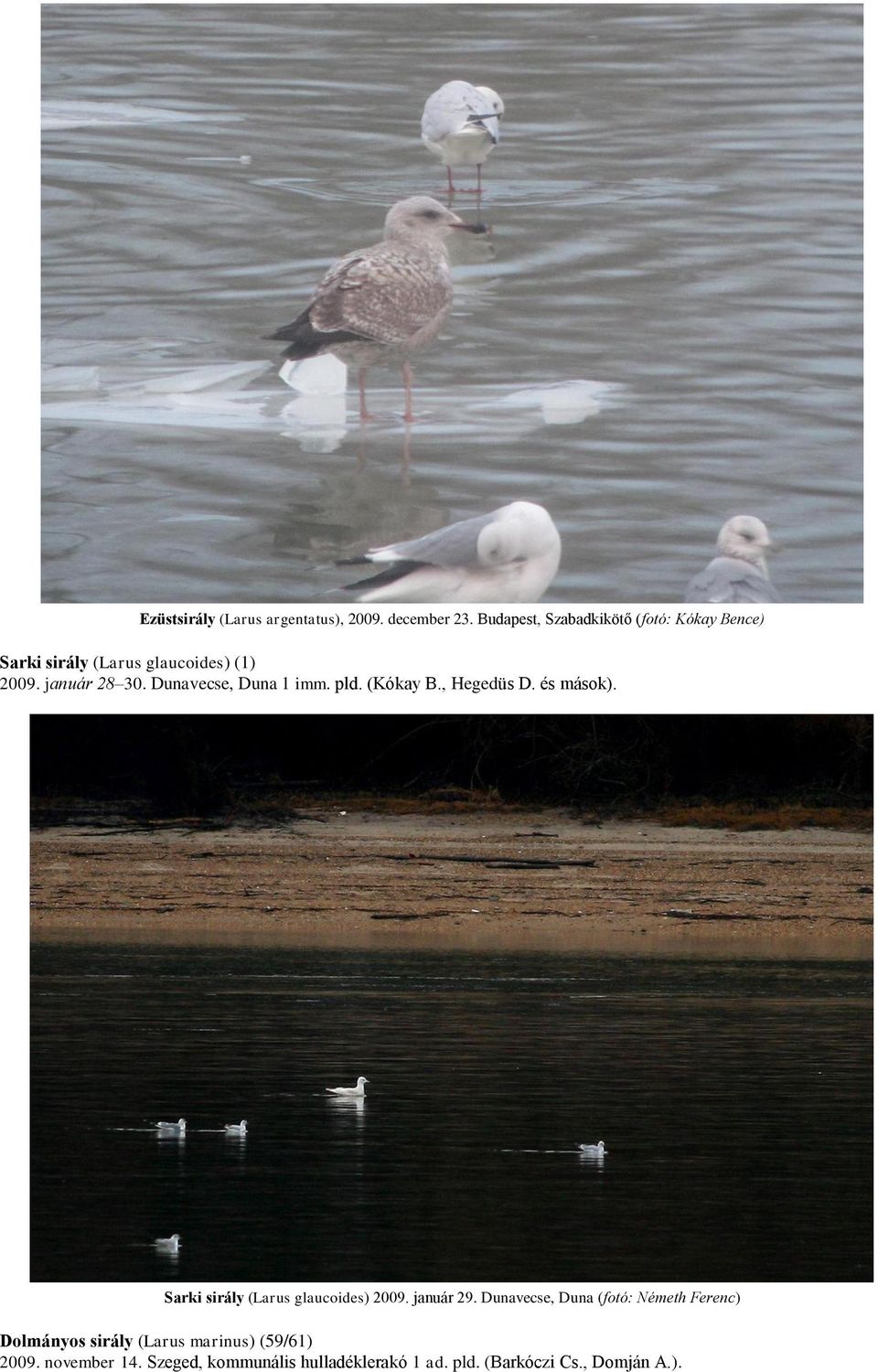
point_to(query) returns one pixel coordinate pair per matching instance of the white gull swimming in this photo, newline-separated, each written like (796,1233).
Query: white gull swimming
(359,1089)
(170,1245)
(177,1127)
(507,556)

- Prompt: In your copy of the data above, leave out the pictures and repeat everything else exactly.

- Answer section:
point_to(query) returns one pixel coordinate pair per matching instance of the white gull swimming in this photo, newline-separated, each written like (796,1233).
Query: white gull swimming
(359,1089)
(170,1245)
(177,1127)
(507,556)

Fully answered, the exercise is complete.